• TASK TO COMPLETE: Rewrite the data below, replacing every "query" with "target" and leaving everything else unchanged.

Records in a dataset

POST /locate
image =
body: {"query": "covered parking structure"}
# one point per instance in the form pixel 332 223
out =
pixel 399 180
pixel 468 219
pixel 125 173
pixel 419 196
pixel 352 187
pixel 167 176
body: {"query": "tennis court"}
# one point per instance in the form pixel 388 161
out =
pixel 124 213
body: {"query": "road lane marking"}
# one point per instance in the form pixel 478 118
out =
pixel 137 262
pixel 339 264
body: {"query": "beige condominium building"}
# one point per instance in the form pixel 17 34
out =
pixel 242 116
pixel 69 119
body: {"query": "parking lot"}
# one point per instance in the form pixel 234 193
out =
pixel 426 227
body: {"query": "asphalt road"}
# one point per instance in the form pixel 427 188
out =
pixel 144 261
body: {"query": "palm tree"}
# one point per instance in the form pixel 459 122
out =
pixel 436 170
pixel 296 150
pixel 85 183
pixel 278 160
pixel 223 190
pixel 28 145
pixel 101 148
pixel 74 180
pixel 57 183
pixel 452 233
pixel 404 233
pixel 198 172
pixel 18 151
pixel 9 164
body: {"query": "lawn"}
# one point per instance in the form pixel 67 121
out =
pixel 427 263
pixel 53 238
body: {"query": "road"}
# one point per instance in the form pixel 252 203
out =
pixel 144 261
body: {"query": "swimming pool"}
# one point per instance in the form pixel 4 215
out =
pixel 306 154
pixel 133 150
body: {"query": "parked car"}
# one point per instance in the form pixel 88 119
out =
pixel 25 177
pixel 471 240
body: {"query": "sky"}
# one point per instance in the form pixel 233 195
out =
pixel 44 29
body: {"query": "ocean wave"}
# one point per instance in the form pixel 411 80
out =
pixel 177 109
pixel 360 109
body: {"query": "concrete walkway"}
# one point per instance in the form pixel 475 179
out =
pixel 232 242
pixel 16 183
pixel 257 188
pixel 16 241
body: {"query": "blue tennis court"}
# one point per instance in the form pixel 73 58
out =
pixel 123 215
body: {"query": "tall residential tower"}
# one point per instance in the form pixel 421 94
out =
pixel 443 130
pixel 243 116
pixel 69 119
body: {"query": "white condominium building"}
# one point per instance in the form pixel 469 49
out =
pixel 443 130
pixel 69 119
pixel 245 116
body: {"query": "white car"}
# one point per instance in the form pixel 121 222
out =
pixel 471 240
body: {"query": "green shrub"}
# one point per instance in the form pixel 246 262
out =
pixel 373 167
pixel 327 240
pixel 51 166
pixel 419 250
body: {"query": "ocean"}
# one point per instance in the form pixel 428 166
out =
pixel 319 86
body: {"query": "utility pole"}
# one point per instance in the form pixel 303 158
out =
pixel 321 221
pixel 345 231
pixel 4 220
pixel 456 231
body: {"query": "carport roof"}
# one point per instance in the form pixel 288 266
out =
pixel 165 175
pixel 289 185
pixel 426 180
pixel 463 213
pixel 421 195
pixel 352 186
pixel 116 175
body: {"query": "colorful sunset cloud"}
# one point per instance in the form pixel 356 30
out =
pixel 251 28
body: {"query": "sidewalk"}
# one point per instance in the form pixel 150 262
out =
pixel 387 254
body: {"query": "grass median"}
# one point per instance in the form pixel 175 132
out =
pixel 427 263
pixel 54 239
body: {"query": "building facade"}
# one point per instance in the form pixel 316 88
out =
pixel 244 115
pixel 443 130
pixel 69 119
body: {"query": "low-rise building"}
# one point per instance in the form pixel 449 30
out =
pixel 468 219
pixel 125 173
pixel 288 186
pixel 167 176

• OUTPUT:
POST /locate
image =
body: {"target": "covered parking structure"}
# one point per instance in the form pixel 332 223
out =
pixel 399 180
pixel 468 219
pixel 125 173
pixel 419 196
pixel 352 187
pixel 167 176
body: {"target": "tennis court"}
# one point per instance in the form pixel 388 161
out =
pixel 124 213
body: {"target": "road lane marking"}
# one point per instance in the form pixel 478 118
out =
pixel 137 262
pixel 339 264
body: {"target": "beige condominium building"}
# one point per instance in the form pixel 17 34
out =
pixel 242 116
pixel 69 119
body: {"target": "parking lot"}
# one point per instance in the form pixel 234 193
out =
pixel 426 227
body: {"target": "asphalt road"}
# one point per instance in the form pixel 427 188
out =
pixel 144 261
body: {"target": "palm tree"}
# one point per instance in the form pixel 459 122
out =
pixel 436 170
pixel 296 150
pixel 85 183
pixel 278 160
pixel 223 190
pixel 28 145
pixel 101 148
pixel 74 180
pixel 57 183
pixel 452 233
pixel 404 233
pixel 198 172
pixel 18 151
pixel 9 164
body: {"target": "lawn"}
# one point per instance in the form pixel 67 121
out =
pixel 427 263
pixel 53 238
body: {"target": "road"}
# one point per instance in the form pixel 252 203
out =
pixel 144 261
body: {"target": "swimming pool"}
# one point per instance in the form pixel 4 215
out =
pixel 306 154
pixel 133 150
body: {"target": "parked car"}
# one point per instance in the form pixel 88 119
out =
pixel 25 177
pixel 471 240
body: {"target": "sky"}
# one point per instance in the form pixel 233 195
out =
pixel 44 29
body: {"target": "ocean wave"}
# one point per instance in the form pixel 411 80
out =
pixel 177 109
pixel 360 109
body: {"target": "concrete walkway"}
# one point per instance in the form pixel 475 179
out =
pixel 232 242
pixel 16 183
pixel 257 188
pixel 16 241
body: {"target": "blue tennis court"}
# one point per instance in the form pixel 73 58
out =
pixel 123 215
body: {"target": "tall residential tower"}
# one point per instance in the form pixel 421 94
out =
pixel 443 130
pixel 243 116
pixel 69 119
body: {"target": "white condominium building"}
# one point per instance in the form pixel 469 49
out =
pixel 443 130
pixel 69 119
pixel 245 116
body: {"target": "white car"}
# one point per instance in the form pixel 121 222
out =
pixel 471 240
body: {"target": "green shrub"}
# one point per instance in the form pixel 246 262
out =
pixel 373 167
pixel 327 240
pixel 51 166
pixel 419 250
body: {"target": "ocean"}
# one point per instance in the form pixel 428 166
out =
pixel 319 86
body: {"target": "utility pole"}
# one point per instance in the form pixel 303 158
out =
pixel 321 221
pixel 345 231
pixel 4 220
pixel 456 231
body: {"target": "carport roof"}
# one point per instance in the form pixel 288 266
out =
pixel 165 175
pixel 289 185
pixel 426 180
pixel 463 213
pixel 421 195
pixel 352 186
pixel 116 175
body: {"target": "colorful sunset cloud"}
# one point per instance in the form pixel 356 30
out =
pixel 251 28
body: {"target": "sidewalk"}
# one point per instance in the form pixel 150 262
out =
pixel 387 254
body: {"target": "grass median"}
# one point per instance in the form pixel 175 132
out =
pixel 427 263
pixel 54 239
body: {"target": "building facade"}
# one point per instance in the form pixel 316 88
out =
pixel 244 115
pixel 443 130
pixel 69 119
body: {"target": "low-rise building"}
# one point per instance in the form pixel 449 30
out =
pixel 468 219
pixel 125 173
pixel 288 186
pixel 167 176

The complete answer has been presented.